LISTED RECORDS:

· · · ·

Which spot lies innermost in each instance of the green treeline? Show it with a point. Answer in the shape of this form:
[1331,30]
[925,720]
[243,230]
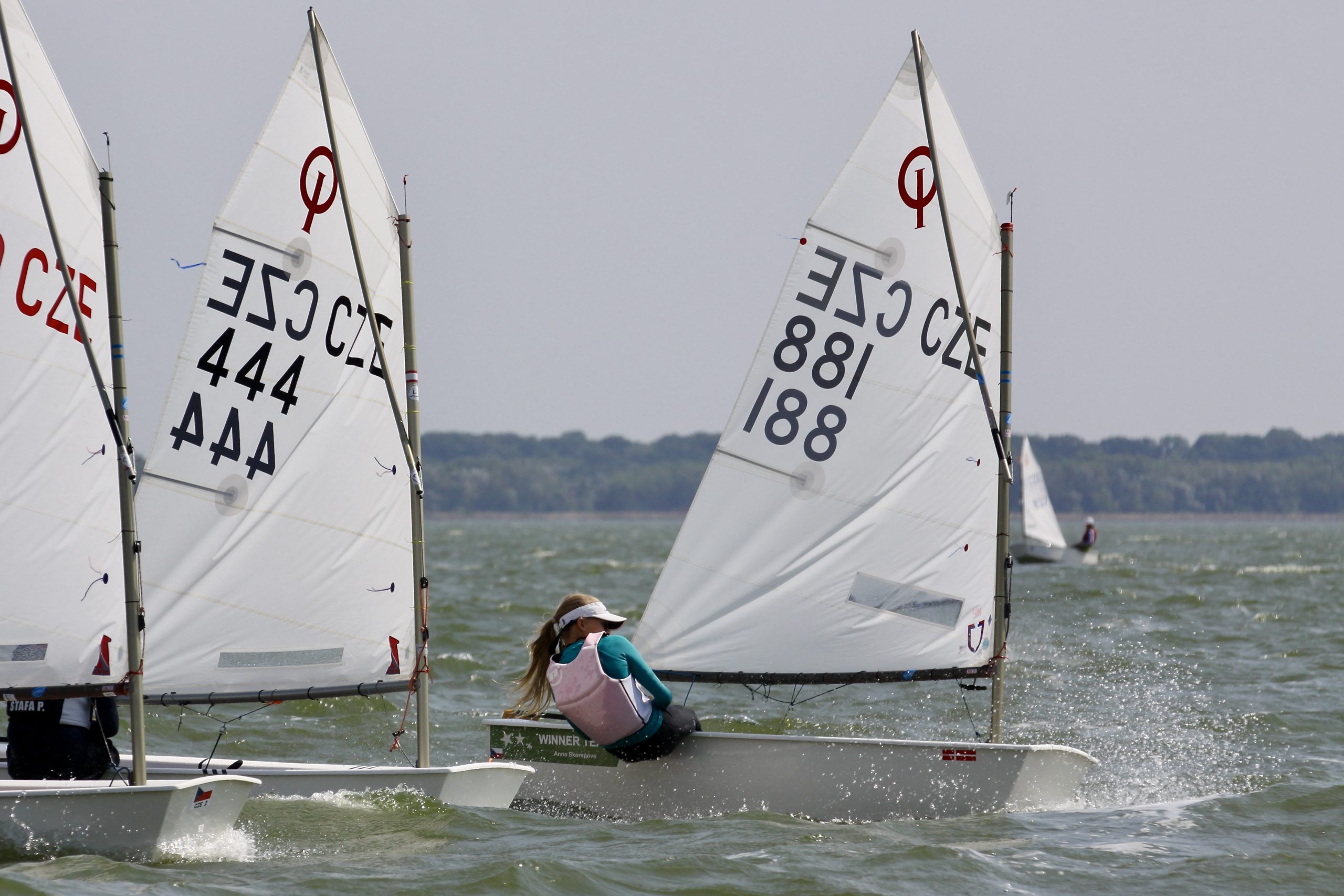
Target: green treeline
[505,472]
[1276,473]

· · · ·

EXERCISE: Rewrite all of the records above, changing "green treeline" to "dark treeline" and keeping everything else the same. Omit the pictures from your answer.

EXERCISE SOLUTION:
Which spot lies innermost in each instance of the dark treeline? Show it with a point. Answer in the shape of this form:
[1331,30]
[925,720]
[243,230]
Target: dark treeline
[505,472]
[1276,473]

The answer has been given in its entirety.